**Texte source:**
* * * * * * * * *
Abigaël, 22ans, est une ancienne Enfant Reporter de la ville de Kinshasa. Elle est aujourd'hui étudiante en droit et continue de s'impliquer pour les droits des enfants en encadrant à son tour les Enfants Reporters.

Dans une école à Kinshasa, je rencontre une jeune fille dont l’histoire est assez surprenante. En fait, elle vient de perdre son grand-père parti d’une cause assez rare. Notre conversation démarre à cause d’une plaie qu’elle a au pied.

 

Comme les autres élèves de son école, Lovely fait partie des enfants qui auraient voulu discuter avec moi dans une école qui n’a pas des poubelles.

Lovely a 12 ans et est plutôt agitée. Perchée sur des babouches à talons compensés, cheveux défaits, elle parle à ses copines. Elle a des airs de meneuse de clique.

Finalement, elle s’approche de moi, me salue et me raconte la même chose que les autres. Elle parle de son professeur qui l’a empêché de participer.
* * * * * * * * *
**Jeu de données:**
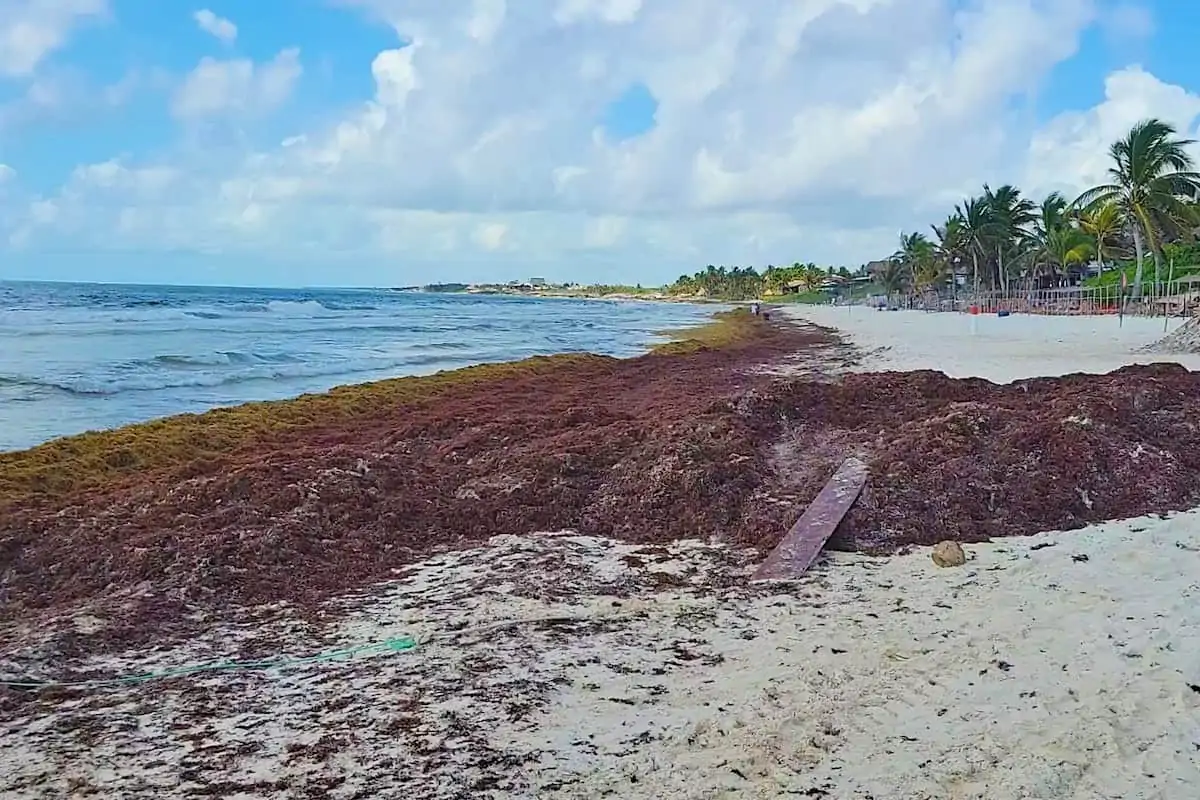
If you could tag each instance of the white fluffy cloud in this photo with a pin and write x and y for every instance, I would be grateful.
(238, 85)
(217, 26)
(786, 130)
(1072, 151)
(33, 29)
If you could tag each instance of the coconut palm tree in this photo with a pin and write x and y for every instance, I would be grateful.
(1009, 214)
(1054, 242)
(1151, 181)
(975, 224)
(916, 253)
(892, 277)
(1103, 224)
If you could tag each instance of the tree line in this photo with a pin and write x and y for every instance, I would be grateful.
(1146, 209)
(747, 283)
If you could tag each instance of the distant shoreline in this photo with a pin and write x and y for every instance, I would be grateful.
(559, 293)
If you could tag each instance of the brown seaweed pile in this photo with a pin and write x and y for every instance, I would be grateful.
(691, 443)
(641, 449)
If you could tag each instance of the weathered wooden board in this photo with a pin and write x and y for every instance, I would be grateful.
(802, 545)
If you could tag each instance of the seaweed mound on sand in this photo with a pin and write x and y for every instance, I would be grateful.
(327, 495)
(309, 499)
(1183, 340)
(969, 459)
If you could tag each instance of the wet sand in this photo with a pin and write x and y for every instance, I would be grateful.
(627, 655)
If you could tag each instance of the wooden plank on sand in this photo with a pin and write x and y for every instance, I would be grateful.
(802, 545)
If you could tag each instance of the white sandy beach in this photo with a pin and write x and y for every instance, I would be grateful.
(1001, 349)
(1059, 666)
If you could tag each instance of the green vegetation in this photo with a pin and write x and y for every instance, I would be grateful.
* * * * * * * * *
**Consigne:**
Pour chacune des affirmations ci-dessous, répondez par oui ou par non selon qu'elle concorde ou non avec le texte source, puis citez textuellement les mots de celui-ci qui permettent de trancher.
1. Abigaël poursuit des études de médecine.
2. Lovely est âgée de 12 ans.
3. L'école de Lovely est équipée de poubelles.

**Corrigé:**
1. Non : « Elle est aujourd'hui étudiante en droit ».
2. Oui : « Lovely a 12 ans ».
3. Non : « une école qui n’a pas des poubelles ».